> _Ваше задание_: Верните слово в слово тот кусок отрывка, который начинается со слов «Эти идеи находят» и кончается словами «еще остается ребенком.».

> _Отрывок_:
----

Книга потерянных вещей - Джон Коннолли
Тем не менее эта история также поднимает несколько интересных вопросов касательно того, что мы сейчас могли бы назвать «боди-хоррор»[22]. В конце концов, в основе этого жанра лежит идея быть захваченным кем-то другим, чем-то совершенно чуждым тебе, не укладывающимся в твои собственные рамки. Каждый из сказочных хирургов, решивших продемонстрировать свое искусство и действие чудодейственного бальзама, обнаруживает, что его личность и даже его сознание находятся под угрозой из-за добавления элементов таких вот чуждых им существ – из-за ошибки работницы в трактире, решившей прикрыть свою оплошность, одному достается рука вора, другому свиное сердце, третьему – кошачьи глаза. Таким образом, нетрудно увидеть влияние этой сказки, скажем, на «Франкенштейна» Мэри Шелли (особенно касательно использования частей тела, украденных у мертвого преступника на виселице) или найти ее отголоски в таких фильмах, как «Вторжение похитителей тел», «Руки Орлака» или «Муха» Дэвида Кроненберга[23].
Эти идеи находят свое отражение и на более поздних стадиях противостояния Дэвида с охотницей, когда она наконец сталкивается с изгоями, ставшими результатом ее экспериментов (и я уверен, что кое-что из моих собственных воспоминаний об «Острове доктора Моро» Герберта Уэллса тоже туда вкралось). Однако вопрос, который возникает при этой встрече, заключается скорее в том, какая же сторона этих несчастных созданий стала причиной того, что они так злобно ополчились на нее, – животная или же та их часть, которая все еще остается ребенком.

----

> _Исходные данные_:
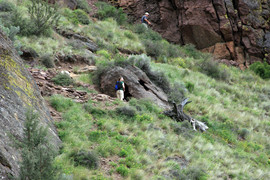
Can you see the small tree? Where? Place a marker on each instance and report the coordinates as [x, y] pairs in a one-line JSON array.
[[37, 154], [43, 15]]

----

> _Письменный ответ_:
Эти идеи находят свое отражение и на более поздних стадиях противостояния Дэвида с охотницей, когда она наконец сталкивается с изгоями, ставшими результатом ее экспериментов (и я уверен, что кое-что из моих собственных воспоминаний об «Острове доктора Моро» Герберта Уэллса тоже туда вкралось). Однако вопрос, который возникает при этой встрече, заключается скорее в том, какая же сторона этих несчастных созданий стала причиной того, что они так злобно ополчились на нее, – животная или же та их часть, которая все еще остается ребенком.